───── INPUT DATA ─────
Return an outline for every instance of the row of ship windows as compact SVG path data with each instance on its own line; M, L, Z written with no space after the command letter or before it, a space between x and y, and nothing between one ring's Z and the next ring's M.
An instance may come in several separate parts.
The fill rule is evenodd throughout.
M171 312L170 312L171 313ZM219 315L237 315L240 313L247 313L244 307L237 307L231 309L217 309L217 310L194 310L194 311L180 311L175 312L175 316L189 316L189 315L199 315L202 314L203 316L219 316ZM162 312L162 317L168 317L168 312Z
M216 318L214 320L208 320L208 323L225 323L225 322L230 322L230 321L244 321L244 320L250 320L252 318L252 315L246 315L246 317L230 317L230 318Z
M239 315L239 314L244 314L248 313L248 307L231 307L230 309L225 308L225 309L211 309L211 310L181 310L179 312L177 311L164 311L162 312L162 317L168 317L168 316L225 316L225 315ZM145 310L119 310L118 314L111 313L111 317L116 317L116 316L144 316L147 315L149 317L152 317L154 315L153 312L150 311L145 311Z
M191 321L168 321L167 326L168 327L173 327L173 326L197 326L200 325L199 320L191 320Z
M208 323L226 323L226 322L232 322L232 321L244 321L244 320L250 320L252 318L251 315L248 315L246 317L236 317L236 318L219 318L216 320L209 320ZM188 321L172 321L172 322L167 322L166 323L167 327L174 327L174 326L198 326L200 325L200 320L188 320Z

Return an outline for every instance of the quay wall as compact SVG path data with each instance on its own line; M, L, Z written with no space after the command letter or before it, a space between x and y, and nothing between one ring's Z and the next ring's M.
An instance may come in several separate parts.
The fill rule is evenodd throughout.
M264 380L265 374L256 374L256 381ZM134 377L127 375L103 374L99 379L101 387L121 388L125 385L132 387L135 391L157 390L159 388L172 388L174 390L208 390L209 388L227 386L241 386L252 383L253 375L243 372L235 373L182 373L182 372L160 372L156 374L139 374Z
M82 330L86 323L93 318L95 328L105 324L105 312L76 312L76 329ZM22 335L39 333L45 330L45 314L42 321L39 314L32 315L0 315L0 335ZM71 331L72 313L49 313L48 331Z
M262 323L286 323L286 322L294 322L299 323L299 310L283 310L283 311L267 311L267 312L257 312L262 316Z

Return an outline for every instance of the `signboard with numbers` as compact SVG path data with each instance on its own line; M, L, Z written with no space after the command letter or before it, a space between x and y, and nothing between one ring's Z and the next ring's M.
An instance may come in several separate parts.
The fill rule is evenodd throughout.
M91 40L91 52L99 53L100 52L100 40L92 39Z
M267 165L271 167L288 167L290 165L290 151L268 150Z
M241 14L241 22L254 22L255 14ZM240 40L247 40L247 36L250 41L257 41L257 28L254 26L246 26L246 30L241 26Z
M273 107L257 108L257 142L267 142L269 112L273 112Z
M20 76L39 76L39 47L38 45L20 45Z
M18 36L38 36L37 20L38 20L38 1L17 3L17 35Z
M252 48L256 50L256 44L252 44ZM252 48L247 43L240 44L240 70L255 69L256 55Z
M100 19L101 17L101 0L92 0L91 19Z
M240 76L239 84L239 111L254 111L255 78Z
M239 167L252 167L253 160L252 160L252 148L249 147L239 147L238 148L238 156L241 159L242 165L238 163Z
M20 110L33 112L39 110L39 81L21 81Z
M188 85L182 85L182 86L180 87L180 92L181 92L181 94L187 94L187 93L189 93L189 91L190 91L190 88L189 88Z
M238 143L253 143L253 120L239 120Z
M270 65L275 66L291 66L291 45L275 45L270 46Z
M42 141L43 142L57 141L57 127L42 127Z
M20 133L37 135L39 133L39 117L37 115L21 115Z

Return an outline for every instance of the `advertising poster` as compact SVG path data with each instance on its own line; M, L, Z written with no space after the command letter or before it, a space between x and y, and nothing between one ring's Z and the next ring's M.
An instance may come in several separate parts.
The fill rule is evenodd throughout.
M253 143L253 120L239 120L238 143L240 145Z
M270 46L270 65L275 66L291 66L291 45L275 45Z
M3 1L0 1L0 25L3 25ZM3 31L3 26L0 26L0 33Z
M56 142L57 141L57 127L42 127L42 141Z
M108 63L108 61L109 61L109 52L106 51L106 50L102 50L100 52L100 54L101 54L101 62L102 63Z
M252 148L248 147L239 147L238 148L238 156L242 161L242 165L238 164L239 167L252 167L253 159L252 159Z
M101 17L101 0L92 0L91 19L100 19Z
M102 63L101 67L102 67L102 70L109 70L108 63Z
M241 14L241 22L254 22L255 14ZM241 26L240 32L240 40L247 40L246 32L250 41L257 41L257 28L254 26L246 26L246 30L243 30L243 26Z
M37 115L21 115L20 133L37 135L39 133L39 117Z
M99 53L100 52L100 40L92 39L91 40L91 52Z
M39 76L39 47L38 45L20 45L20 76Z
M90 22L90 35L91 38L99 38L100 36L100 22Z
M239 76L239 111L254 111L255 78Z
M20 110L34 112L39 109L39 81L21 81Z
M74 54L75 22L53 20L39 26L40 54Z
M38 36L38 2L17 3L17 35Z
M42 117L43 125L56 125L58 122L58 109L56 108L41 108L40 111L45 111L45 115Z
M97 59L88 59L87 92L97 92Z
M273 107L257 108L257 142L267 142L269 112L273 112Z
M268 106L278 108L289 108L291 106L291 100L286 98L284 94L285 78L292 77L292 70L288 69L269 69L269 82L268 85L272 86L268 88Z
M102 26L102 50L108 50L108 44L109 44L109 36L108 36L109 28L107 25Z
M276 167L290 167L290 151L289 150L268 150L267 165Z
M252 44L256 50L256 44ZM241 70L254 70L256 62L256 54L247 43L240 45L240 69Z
─────
TASK DETAILS
Everything from the first line of the listing above through the line holding "Return an outline for every instance of the quay" must be retyped exactly; nothing else belongs in the reply.

SOLVED PROBLEM
Return an outline for every instance of the row of ship windows as compact SVG path data with each instance on its own line; M, L, Z written with no space after the command letter or before it, a space between x and y, and nothing between one ring's Z and the next ring's M.
An instance may come in several separate parts.
The fill rule is evenodd throughout.
M171 312L170 312L171 313ZM219 315L237 315L240 313L247 313L244 307L237 307L231 309L217 309L217 310L194 310L194 311L180 311L175 312L175 316L189 316L189 315L199 315L202 314L203 316L219 316ZM162 312L162 317L168 317L168 312Z
M216 318L214 320L208 320L208 323L225 323L225 322L230 322L230 321L244 321L244 320L250 320L252 318L252 315L246 315L246 317L230 317L230 318Z
M239 315L239 314L244 314L248 313L248 307L231 307L230 309L225 308L225 309L211 309L211 310L181 310L179 312L177 311L164 311L162 312L162 317L168 317L168 316L225 316L225 315ZM145 310L119 310L118 314L111 313L111 317L116 317L116 316L144 316L147 315L149 317L152 317L154 315L153 312L150 311L145 311Z
M191 321L168 321L167 326L168 327L173 327L173 326L197 326L200 325L199 320L191 320Z
M208 323L226 323L226 322L232 322L232 321L244 321L244 320L250 320L252 318L251 315L248 315L246 317L236 317L236 318L219 318L216 320L209 320ZM188 321L172 321L172 322L167 322L166 323L167 327L174 327L174 326L198 326L200 325L200 320L188 320Z

Return an outline for every instance of the quay wall as compact SVG path data with each instance on its own line; M, L, Z written with no space after the command letter or before it, a space between x and y, and nothing between one ring's Z and the next ring's M.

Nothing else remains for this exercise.